__DATA FOR THIS EXERCISE__:
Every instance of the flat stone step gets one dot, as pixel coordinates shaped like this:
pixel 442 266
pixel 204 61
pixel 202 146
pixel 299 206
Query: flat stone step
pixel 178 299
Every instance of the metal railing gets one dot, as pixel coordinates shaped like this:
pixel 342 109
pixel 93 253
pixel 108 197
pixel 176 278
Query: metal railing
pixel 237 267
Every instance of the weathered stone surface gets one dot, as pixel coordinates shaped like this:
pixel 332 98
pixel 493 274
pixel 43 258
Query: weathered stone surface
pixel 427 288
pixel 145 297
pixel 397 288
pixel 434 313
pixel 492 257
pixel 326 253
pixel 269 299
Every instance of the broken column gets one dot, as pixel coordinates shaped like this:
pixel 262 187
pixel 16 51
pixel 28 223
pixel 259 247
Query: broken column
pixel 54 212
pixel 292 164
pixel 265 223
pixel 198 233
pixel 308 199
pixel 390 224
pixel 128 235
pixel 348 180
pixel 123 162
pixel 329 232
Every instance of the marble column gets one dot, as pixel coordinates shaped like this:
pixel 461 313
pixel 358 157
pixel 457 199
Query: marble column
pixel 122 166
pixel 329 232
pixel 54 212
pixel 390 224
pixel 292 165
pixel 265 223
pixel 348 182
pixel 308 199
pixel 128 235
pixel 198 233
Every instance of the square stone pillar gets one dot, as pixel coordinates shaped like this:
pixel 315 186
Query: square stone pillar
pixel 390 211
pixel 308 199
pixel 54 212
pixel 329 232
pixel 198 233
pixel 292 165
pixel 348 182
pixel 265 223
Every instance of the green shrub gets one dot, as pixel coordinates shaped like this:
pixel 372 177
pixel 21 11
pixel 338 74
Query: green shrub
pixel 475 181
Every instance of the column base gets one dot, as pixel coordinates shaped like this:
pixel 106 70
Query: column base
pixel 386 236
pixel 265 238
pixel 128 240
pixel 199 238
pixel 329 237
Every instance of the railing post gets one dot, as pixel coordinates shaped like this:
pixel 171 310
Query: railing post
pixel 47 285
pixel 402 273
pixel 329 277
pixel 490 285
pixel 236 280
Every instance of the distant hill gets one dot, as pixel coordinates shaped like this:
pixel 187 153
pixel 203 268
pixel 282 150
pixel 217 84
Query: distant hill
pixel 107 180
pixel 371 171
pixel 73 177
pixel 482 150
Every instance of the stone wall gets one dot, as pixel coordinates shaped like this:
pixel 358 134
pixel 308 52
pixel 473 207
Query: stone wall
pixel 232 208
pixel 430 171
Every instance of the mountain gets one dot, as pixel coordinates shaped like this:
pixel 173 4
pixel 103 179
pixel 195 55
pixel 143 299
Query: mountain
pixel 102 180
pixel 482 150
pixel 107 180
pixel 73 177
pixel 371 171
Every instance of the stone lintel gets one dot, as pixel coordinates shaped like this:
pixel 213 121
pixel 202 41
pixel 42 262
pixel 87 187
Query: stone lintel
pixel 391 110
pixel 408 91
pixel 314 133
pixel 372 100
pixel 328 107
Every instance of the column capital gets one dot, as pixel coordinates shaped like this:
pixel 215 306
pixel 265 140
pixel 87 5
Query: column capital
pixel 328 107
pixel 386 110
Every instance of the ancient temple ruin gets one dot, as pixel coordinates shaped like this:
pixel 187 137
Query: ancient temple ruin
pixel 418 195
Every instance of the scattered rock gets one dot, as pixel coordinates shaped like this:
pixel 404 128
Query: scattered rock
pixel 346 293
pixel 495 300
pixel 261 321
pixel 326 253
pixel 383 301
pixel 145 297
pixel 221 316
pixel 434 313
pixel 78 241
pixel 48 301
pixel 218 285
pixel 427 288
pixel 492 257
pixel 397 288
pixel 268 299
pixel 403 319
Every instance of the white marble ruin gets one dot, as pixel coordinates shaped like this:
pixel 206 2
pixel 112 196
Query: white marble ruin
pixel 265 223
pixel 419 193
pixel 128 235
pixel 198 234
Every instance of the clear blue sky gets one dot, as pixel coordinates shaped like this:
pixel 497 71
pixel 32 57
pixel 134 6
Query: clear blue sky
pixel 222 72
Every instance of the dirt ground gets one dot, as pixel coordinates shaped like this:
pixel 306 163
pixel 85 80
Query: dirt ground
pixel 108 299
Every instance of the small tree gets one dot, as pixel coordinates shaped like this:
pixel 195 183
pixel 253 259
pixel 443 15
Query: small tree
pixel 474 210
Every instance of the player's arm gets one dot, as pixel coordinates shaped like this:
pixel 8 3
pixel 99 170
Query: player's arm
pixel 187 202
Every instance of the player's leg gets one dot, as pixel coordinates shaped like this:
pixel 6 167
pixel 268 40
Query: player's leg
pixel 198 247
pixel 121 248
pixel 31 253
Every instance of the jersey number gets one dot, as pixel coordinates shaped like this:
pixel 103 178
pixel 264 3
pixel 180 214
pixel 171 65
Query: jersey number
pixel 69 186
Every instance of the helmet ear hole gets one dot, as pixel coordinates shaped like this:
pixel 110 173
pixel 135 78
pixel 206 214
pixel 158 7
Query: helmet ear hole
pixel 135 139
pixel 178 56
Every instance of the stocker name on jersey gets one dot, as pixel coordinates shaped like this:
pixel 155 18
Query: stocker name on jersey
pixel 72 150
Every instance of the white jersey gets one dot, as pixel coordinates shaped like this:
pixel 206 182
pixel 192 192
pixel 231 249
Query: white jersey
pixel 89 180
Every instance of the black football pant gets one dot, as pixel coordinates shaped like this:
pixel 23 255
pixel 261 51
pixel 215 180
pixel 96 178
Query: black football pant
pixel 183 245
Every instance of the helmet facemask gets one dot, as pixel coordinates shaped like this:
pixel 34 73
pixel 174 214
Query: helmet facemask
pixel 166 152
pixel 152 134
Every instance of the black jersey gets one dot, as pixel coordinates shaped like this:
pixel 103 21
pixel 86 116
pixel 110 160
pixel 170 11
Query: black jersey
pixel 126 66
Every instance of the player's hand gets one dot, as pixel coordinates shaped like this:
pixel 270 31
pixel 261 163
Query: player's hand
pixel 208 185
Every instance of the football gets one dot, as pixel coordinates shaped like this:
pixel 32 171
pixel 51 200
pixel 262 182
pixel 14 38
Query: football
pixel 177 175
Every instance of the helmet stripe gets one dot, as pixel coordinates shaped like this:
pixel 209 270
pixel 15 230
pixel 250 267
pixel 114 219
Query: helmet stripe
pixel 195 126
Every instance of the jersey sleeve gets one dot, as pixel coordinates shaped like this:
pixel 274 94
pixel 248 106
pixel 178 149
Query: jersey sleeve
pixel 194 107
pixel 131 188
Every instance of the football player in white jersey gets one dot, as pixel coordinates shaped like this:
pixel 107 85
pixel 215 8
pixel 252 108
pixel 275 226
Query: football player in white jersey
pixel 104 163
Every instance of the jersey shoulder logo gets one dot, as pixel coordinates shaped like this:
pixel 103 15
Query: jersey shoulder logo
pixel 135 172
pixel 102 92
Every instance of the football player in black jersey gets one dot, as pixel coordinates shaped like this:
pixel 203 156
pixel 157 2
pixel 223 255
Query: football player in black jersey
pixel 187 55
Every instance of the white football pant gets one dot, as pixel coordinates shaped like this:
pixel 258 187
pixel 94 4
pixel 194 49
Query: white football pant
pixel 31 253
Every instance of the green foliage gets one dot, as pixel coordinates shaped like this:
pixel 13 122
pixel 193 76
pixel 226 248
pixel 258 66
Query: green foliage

__WHAT THE TASK ASKS__: Copy out the records verbatim, from the first line through the line holding "pixel 269 299", inclusive.

__TASK RESULT__:
Every instance of the flat stone step gets one dot, as pixel coordinates shaped like this:
pixel 442 266
pixel 204 61
pixel 202 146
pixel 299 206
Query: flat stone step
pixel 178 299
Every instance of the metal railing gets one dot, as pixel coordinates shaped like this:
pixel 342 109
pixel 93 253
pixel 108 197
pixel 176 278
Query: metal railing
pixel 237 267
Every instance of the weathered stone surface gets one dot, as pixel coordinates shaped like this:
pixel 332 98
pixel 493 274
pixel 43 258
Query: weathered stone surface
pixel 427 288
pixel 145 297
pixel 397 288
pixel 434 313
pixel 492 257
pixel 326 253
pixel 269 299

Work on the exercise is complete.